To be done >> Render the material from the line with "Please drop a marker on the white trim" up to and including the final line as a Markdown table with the columns Row and Material line, numbering each row and omitting blank lines.

___ Information supplied

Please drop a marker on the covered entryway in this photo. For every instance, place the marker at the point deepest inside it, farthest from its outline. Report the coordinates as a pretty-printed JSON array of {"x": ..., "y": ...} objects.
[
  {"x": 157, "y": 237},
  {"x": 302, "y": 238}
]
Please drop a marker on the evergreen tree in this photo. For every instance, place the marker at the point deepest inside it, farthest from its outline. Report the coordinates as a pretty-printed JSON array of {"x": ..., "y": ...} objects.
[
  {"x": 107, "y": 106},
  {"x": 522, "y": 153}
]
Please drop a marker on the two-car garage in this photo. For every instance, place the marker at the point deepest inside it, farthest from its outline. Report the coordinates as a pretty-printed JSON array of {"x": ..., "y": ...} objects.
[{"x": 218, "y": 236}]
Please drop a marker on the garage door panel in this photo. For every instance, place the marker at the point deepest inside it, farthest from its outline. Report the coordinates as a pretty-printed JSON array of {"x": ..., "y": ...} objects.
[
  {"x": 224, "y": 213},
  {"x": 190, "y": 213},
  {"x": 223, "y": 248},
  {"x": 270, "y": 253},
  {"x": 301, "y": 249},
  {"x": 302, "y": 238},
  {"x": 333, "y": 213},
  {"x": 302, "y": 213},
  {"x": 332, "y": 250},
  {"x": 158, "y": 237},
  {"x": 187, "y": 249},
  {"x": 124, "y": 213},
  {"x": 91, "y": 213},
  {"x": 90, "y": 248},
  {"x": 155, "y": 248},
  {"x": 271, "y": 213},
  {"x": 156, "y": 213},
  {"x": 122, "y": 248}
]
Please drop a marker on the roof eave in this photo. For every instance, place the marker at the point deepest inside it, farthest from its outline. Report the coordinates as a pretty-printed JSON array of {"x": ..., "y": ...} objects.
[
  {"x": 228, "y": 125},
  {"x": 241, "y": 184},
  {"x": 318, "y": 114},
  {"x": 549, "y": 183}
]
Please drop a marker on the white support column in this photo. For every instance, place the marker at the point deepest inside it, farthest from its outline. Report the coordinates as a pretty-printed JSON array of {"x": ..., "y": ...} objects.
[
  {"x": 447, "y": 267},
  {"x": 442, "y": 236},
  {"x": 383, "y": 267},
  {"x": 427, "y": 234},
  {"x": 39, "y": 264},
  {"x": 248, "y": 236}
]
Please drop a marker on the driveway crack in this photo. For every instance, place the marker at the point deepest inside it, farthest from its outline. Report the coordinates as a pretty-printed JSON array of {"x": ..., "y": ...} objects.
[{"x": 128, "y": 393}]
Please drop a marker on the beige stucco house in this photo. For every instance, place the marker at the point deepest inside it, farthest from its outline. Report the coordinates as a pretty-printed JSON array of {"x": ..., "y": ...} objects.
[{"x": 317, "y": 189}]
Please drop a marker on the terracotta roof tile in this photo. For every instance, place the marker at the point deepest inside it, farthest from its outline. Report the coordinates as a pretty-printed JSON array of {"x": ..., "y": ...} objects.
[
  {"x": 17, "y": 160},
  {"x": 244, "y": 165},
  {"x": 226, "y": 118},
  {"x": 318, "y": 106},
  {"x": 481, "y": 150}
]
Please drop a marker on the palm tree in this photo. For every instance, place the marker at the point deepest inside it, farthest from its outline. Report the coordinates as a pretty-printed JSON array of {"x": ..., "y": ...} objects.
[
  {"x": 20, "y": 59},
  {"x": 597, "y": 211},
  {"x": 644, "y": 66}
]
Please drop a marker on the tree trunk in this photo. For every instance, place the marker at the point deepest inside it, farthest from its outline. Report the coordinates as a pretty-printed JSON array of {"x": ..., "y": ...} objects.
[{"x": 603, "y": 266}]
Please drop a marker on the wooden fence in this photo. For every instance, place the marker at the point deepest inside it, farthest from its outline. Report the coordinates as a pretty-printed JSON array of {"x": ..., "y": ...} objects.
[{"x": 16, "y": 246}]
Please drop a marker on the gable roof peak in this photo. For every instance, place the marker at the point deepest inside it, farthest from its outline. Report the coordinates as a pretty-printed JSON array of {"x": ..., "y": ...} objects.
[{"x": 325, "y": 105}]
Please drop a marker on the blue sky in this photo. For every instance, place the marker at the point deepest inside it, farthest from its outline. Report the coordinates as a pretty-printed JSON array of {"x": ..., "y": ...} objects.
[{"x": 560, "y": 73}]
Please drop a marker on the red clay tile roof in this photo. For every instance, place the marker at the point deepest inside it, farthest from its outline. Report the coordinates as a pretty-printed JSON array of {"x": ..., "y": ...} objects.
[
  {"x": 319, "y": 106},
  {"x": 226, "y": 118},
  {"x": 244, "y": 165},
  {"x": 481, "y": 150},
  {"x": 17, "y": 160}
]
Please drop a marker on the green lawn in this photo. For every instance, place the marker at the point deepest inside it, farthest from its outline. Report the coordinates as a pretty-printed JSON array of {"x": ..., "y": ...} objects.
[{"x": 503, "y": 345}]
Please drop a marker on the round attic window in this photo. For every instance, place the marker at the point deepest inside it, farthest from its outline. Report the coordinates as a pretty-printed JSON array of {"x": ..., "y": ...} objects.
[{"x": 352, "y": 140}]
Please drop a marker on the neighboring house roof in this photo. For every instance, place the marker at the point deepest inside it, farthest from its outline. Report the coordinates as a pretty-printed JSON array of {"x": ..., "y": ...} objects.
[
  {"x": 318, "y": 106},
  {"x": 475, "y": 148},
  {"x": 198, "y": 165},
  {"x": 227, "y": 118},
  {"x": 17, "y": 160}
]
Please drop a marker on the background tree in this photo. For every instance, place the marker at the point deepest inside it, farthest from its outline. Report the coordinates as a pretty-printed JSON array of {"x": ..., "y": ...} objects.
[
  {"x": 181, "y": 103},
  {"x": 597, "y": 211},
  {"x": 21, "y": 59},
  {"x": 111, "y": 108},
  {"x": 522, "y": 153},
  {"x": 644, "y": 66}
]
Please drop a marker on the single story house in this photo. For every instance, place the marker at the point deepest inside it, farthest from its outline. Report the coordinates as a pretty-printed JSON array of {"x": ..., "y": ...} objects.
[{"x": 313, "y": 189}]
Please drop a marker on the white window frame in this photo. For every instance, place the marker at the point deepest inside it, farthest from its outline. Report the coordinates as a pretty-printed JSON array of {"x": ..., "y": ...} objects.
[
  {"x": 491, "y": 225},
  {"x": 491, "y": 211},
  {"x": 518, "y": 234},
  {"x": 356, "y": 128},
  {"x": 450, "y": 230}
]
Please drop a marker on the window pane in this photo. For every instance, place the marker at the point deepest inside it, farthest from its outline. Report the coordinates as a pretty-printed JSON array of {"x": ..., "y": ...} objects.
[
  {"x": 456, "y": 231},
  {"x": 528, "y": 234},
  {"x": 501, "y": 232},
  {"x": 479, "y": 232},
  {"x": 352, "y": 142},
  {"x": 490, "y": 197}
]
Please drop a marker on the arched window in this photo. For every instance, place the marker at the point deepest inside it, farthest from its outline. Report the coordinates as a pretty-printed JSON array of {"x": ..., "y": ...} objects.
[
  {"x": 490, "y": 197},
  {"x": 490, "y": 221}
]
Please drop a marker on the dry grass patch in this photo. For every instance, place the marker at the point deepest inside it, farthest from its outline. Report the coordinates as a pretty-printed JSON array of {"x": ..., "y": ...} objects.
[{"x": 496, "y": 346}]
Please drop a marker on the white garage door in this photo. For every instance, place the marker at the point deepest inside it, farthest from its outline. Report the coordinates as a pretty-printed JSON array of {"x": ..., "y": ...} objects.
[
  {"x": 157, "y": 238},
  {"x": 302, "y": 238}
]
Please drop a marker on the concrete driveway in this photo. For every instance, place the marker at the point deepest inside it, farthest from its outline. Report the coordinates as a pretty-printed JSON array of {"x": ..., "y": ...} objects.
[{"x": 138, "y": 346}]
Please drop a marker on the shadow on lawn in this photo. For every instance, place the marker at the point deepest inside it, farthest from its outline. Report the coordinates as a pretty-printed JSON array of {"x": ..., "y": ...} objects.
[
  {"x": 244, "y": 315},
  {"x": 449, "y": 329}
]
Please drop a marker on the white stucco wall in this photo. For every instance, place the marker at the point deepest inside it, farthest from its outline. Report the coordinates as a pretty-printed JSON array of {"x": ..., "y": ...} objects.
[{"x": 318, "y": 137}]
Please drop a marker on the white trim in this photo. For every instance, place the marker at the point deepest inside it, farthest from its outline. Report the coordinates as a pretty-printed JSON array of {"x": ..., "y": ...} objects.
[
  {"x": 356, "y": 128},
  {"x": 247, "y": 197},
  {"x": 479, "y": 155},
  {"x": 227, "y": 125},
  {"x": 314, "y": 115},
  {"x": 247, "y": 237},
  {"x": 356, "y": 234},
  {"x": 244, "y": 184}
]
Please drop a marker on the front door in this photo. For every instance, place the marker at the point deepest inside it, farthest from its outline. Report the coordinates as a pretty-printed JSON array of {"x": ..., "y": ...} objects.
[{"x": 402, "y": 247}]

______

Reply >>
| Row | Material line |
|---|---|
| 1 | Please drop a marker on the white trim in this photo. For every instance, place the marker at the point deepest inside it, farthest from its outline. Report the coordinates as a pretty-printed JSON array of {"x": ..., "y": ...} objects. |
| 2 | [ |
| 3 |   {"x": 356, "y": 128}, |
| 4 |   {"x": 247, "y": 197}, |
| 5 |   {"x": 479, "y": 155}, |
| 6 |   {"x": 227, "y": 125}, |
| 7 |   {"x": 314, "y": 115}, |
| 8 |   {"x": 247, "y": 237}, |
| 9 |   {"x": 356, "y": 234}, |
| 10 |   {"x": 244, "y": 184} |
| 11 | ] |
| 12 | Please drop a marker on the front door in this photo. For every instance, place the marker at the point deepest inside it, farthest from its outline. Report the coordinates as a pretty-printed JSON array of {"x": ..., "y": ...} objects. |
| 13 | [{"x": 402, "y": 247}] |